- Opening Delimiter -

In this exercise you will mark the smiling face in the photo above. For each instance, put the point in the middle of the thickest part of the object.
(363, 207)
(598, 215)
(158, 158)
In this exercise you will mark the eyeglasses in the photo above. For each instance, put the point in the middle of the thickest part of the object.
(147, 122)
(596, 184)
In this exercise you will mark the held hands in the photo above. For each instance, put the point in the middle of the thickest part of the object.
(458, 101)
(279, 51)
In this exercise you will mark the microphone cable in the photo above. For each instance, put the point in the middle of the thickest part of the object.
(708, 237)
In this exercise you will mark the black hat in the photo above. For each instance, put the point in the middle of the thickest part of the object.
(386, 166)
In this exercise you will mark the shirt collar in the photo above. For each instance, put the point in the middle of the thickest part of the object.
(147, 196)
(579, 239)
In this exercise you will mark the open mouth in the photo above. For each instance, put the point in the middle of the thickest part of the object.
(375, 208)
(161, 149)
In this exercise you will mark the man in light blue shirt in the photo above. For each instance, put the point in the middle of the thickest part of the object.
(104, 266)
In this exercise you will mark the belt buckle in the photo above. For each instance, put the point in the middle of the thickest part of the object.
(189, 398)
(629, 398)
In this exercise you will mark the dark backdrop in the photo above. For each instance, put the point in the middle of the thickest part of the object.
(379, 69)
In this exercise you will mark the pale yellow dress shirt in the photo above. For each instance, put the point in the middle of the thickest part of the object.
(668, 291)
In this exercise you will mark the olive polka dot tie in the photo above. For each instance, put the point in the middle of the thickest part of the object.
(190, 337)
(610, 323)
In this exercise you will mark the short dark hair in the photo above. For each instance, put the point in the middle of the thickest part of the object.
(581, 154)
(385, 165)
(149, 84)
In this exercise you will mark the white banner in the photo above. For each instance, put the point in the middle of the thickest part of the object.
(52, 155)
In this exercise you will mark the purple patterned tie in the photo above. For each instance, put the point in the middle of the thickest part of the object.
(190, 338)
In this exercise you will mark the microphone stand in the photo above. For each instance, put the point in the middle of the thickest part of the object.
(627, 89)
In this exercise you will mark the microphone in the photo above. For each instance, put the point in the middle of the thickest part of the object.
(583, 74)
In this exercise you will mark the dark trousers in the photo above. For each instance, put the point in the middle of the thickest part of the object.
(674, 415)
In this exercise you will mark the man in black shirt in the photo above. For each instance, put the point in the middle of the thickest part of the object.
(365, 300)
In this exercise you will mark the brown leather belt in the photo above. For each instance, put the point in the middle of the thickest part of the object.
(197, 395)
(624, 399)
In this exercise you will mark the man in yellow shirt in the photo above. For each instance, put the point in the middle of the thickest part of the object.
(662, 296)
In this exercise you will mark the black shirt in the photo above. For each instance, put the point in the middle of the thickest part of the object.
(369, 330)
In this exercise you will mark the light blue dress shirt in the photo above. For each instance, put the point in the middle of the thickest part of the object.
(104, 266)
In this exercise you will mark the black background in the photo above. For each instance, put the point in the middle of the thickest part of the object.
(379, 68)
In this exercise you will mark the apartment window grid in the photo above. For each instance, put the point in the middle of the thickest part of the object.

- Closing Delimiter -

▶ About this task
Beginning with the line that has "In this exercise you will mark the black shirt", set down each line through the last one above, exactly, and nothing else.

▶ Response to the exercise
In this exercise you will mark the black shirt in the photo above. For each instance, put the point in the middle of the thickest part of the object.
(369, 330)
In this exercise you will mark the light blue dress shirt in the photo above. For each instance, put the point in the middle of the thickest part of the object.
(104, 266)
In this exercise you will mark the black background in the photo above. For each instance, put the point in the middle of the thickest part of the object.
(379, 68)
In this exercise you will mark the apartment window grid in the photo above. For each instance, put the point in the middle of the thickest part of the object.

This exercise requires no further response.